Description of the task: In full and without deviation, reproduce the records that follow.

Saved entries
((

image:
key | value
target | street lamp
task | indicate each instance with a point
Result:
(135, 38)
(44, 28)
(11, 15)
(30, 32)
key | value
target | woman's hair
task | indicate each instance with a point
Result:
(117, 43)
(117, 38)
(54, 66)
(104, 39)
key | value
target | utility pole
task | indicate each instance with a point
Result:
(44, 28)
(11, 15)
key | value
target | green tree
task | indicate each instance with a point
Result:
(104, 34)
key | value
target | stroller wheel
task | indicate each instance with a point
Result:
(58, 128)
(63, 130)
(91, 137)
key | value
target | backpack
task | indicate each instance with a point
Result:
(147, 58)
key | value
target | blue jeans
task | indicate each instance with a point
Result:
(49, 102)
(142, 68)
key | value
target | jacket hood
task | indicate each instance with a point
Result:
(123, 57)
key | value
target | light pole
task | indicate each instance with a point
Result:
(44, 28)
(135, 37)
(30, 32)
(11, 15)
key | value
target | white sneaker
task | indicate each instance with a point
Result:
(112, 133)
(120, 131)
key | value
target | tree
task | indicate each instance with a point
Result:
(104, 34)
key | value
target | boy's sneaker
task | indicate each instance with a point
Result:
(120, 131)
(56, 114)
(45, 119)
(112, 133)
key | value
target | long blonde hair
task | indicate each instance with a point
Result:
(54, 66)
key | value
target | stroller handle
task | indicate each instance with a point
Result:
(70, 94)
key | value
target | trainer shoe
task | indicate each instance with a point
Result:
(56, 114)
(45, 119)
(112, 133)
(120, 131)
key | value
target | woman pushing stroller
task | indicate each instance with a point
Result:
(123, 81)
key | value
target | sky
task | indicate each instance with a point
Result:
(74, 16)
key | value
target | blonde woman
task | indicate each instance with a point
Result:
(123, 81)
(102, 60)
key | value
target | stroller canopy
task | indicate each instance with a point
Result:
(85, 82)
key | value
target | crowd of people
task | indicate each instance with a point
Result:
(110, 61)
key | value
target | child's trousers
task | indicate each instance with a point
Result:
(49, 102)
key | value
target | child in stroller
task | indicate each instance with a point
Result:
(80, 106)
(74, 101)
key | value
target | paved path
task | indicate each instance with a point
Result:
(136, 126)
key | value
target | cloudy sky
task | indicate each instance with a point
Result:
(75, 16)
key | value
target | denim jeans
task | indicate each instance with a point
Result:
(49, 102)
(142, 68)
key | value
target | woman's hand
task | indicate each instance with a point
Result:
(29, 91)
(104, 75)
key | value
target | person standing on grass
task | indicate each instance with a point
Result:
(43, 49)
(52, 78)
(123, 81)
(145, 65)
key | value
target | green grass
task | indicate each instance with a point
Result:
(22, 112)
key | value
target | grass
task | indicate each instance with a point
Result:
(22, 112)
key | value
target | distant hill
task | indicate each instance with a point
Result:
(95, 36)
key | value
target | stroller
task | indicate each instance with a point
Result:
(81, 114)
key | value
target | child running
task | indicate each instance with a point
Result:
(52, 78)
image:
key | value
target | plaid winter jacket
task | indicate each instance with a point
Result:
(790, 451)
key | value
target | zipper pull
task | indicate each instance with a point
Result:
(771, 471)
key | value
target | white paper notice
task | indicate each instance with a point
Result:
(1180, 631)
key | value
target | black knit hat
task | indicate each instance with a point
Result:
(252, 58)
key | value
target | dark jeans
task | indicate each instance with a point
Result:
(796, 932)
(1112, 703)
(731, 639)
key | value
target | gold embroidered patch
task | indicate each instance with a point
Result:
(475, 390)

))

Task output:
image:
key | value
target | street lamp
task | indicate each instance with a point
Result:
(135, 38)
(44, 28)
(11, 15)
(30, 32)
key | value
target | woman's hair
task | indicate each instance with a point
Result:
(117, 43)
(117, 38)
(54, 66)
(104, 39)
key | value
target | utility pole
task | indicate each instance with a point
Result:
(44, 28)
(11, 15)
key | value
target | green tree
task | indicate each instance with a point
Result:
(104, 34)
key | value
target | stroller wheel
task | indicate each instance with a point
Result:
(58, 128)
(63, 130)
(91, 137)
key | value
target | backpack
task | indicate each instance with a point
Result:
(147, 58)
key | value
target | blue jeans
task | indicate each instance with a point
Result:
(49, 102)
(142, 68)
key | value
target | jacket hood
task | indicate each instance with a point
Result:
(123, 57)
key | value
target | light pole
task | indicate each instance with a point
Result:
(44, 28)
(135, 37)
(30, 32)
(11, 15)
key | value
target | white sneaker
task | indicate each instance with a point
Result:
(112, 133)
(120, 131)
key | value
target | tree
task | indicate each instance with a point
Result:
(104, 34)
key | value
target | boy's sneaker
task | indicate each instance with a point
Result:
(120, 131)
(56, 114)
(45, 119)
(112, 133)
key | value
target | long blonde hair
task | indicate each instance with a point
Result:
(54, 66)
key | value
target | stroller handle
task | indicate each instance with a point
Result:
(70, 94)
key | value
target | trainer shoe
task | indicate each instance with a point
Result:
(56, 114)
(45, 119)
(112, 133)
(120, 131)
key | value
target | woman pushing stroller
task | indicate each instance with a point
Result:
(123, 81)
key | value
target | sky
task | indicate each instance with a point
Result:
(74, 16)
key | value
target | blonde woman
task | indicate each instance with a point
Result:
(123, 81)
(102, 60)
key | value
target | stroller canopy
task | indicate each instance with a point
Result:
(85, 82)
key | value
target | crowd of people
task | indicate each instance with a point
Result:
(110, 61)
key | value
target | child's trousers
task | indicate each instance with a point
Result:
(49, 102)
key | value
target | child in stroller
task | indicate each instance with a point
Result:
(80, 106)
(74, 101)
key | value
target | paved path
task | indicate each instance with a point
Result:
(136, 126)
key | value
target | cloudy sky
task | indicate each instance with a point
Result:
(75, 16)
key | value
target | denim jeans
task | indicate each instance with a point
Result:
(49, 102)
(142, 68)
key | value
target | woman's hand
task | indicate each instance with a point
Result:
(29, 91)
(104, 75)
key | value
target | person standing on grass
task | indicate each instance with a point
Result:
(43, 49)
(52, 78)
(123, 81)
(145, 65)
key | value
target | green grass
task | indicate each instance with a point
Result:
(22, 112)
key | value
target | grass
task | indicate each instance with a point
Result:
(22, 112)
key | value
target | distant hill
task | indicate each instance with a point
Result:
(95, 36)
key | value
target | stroller
task | indicate each instance with a point
Result:
(81, 114)
key | value
target | child running
task | indicate each instance with a point
Result:
(52, 78)
image:
key | value
target | plaid winter jacket
task | indicate each instance with a point
Result:
(790, 451)
key | value
target | zipper pull
task | indicate each instance with a point
Result:
(771, 471)
key | value
target | white paper notice
task | indicate each instance with a point
Result:
(1180, 631)
key | value
target | black knit hat
task | indicate each instance with a point
Result:
(252, 58)
key | value
target | dark jeans
task | indicate each instance with a point
Result:
(796, 932)
(1112, 703)
(731, 639)
key | value
target | gold embroidered patch
task | indicate each instance with a point
Result:
(475, 390)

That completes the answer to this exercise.